Locate every line in the material below that contains the string "white" and copy each such line in full. Treat the match as case-sensitive.

··· Data for this exercise

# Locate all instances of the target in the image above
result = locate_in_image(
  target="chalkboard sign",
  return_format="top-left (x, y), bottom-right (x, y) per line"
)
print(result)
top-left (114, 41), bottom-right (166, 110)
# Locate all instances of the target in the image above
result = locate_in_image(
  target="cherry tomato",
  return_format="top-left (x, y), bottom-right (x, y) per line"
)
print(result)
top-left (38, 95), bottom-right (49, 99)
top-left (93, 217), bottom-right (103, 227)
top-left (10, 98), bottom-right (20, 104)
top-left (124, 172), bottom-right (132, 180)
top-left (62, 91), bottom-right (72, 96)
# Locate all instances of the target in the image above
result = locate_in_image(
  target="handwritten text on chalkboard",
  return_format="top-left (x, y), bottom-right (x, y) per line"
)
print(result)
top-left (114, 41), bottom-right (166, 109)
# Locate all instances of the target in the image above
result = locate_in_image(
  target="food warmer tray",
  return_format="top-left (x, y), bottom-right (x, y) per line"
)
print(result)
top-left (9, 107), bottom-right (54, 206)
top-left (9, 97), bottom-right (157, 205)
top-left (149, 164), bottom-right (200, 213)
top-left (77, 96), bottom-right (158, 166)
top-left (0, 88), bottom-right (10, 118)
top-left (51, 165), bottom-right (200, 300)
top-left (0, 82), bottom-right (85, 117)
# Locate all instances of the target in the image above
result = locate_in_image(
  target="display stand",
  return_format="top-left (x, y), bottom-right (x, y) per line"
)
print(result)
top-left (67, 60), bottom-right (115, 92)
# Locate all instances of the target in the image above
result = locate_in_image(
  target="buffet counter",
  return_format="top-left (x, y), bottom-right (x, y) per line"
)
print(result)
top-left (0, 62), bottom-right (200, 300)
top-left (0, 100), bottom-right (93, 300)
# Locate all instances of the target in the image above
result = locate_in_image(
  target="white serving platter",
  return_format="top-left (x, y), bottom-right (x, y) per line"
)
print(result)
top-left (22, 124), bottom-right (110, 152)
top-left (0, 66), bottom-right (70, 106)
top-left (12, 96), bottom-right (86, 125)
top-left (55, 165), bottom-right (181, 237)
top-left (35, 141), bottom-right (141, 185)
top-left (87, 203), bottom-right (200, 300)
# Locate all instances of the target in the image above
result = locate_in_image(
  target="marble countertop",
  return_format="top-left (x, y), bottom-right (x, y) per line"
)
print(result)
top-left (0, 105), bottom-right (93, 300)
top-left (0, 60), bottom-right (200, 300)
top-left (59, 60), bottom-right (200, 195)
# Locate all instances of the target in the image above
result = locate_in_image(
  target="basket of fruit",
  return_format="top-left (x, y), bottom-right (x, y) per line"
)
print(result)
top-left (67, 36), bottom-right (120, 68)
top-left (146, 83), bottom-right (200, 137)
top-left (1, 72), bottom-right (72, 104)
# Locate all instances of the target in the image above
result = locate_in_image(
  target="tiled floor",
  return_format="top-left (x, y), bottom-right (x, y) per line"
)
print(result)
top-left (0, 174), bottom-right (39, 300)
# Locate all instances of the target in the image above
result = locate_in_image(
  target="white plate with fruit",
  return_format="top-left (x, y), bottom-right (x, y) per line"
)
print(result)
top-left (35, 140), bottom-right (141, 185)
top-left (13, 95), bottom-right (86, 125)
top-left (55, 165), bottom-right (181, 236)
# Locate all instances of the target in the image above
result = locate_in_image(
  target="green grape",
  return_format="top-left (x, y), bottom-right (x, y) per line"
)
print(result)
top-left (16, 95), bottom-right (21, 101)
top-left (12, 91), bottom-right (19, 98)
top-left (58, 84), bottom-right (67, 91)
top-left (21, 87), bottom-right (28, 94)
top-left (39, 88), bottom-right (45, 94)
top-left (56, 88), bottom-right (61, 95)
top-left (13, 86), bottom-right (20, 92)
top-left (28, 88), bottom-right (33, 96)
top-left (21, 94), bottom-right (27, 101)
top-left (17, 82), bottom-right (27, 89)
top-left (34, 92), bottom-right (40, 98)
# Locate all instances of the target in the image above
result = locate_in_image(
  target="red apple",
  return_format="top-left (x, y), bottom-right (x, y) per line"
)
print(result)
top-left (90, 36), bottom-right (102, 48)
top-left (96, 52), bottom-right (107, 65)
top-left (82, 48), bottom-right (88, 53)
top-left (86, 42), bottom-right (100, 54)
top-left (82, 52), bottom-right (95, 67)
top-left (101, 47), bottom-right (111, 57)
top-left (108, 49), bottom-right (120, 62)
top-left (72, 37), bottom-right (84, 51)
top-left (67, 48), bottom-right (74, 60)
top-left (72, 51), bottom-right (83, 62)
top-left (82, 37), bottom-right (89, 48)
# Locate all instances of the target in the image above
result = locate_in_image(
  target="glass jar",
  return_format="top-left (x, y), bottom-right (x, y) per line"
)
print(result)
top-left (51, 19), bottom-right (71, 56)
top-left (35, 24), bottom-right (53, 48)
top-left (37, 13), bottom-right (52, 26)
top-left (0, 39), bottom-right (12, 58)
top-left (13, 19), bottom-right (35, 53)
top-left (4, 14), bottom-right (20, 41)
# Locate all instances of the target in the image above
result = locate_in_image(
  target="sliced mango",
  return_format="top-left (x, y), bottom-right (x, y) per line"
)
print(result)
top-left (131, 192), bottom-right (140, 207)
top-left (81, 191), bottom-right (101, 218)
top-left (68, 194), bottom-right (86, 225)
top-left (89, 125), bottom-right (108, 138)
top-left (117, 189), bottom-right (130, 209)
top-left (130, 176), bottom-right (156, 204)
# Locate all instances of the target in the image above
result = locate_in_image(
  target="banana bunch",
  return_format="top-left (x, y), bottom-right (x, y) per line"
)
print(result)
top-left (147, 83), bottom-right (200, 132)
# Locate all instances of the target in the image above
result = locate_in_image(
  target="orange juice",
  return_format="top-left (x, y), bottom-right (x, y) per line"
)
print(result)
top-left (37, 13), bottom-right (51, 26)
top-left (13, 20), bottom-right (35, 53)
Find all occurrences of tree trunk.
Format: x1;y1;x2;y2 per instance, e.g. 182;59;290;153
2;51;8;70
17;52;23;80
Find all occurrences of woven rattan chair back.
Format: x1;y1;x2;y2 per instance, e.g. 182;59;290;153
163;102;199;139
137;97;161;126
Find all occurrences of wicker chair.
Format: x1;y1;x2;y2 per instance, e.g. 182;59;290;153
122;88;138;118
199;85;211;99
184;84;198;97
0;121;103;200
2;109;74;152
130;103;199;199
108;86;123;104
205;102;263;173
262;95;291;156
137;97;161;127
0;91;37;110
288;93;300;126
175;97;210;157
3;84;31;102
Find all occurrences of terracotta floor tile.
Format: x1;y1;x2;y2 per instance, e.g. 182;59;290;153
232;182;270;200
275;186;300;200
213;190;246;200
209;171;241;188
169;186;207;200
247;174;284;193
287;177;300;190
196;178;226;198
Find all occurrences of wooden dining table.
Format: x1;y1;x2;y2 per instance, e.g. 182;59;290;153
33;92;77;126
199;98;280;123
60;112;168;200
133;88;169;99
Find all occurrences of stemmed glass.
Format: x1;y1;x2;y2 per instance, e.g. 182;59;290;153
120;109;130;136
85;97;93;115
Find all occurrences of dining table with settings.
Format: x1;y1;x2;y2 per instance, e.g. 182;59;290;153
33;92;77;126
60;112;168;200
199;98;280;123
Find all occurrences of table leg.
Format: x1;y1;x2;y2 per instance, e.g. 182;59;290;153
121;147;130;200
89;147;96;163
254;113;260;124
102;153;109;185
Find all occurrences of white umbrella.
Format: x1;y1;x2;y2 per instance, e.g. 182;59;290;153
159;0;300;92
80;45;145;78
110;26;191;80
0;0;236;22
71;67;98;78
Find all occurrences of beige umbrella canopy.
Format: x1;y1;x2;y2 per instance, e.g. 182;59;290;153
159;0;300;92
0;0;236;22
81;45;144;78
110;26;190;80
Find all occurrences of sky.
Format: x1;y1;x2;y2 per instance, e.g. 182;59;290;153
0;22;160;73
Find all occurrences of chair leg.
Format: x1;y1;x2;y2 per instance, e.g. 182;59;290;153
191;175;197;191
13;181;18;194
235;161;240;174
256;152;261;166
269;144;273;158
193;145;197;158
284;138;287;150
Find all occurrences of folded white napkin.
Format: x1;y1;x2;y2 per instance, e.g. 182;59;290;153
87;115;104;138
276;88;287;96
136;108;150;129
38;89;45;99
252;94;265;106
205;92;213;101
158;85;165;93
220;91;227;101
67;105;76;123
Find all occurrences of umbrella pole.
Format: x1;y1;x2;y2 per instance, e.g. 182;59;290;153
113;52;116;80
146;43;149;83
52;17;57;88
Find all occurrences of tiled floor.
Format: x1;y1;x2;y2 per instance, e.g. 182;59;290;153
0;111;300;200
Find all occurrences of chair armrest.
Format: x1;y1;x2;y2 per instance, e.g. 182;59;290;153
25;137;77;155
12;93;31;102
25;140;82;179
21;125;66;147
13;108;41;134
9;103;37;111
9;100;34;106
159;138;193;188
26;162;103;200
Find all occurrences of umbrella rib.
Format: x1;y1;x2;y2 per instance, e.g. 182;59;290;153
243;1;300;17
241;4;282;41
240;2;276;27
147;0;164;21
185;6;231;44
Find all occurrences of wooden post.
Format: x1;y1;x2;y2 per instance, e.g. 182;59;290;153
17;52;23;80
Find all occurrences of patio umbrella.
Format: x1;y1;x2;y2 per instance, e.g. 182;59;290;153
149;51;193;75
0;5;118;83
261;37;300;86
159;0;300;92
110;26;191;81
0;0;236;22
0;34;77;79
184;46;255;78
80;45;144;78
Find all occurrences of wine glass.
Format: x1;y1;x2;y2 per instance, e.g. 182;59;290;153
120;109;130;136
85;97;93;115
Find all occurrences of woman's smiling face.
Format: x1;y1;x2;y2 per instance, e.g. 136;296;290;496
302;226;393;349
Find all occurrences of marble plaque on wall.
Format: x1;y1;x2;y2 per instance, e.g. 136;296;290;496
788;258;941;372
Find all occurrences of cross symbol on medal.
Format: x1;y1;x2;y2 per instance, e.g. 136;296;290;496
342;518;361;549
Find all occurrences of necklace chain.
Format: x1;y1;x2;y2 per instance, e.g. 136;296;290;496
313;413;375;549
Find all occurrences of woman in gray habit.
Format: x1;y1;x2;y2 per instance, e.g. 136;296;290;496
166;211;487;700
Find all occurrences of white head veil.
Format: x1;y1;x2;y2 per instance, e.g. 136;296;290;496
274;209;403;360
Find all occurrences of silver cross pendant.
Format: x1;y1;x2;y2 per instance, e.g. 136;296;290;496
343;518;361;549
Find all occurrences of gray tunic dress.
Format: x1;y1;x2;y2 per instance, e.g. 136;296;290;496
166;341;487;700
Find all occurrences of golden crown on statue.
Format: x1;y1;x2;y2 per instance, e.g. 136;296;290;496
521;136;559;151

······

■ Exercise response
  target="white serving platter",
  target="white plate with fruit",
Find all occurrences of white umbrella.
Find all occurrences of folded white napkin.
Find all occurrences of white head veil.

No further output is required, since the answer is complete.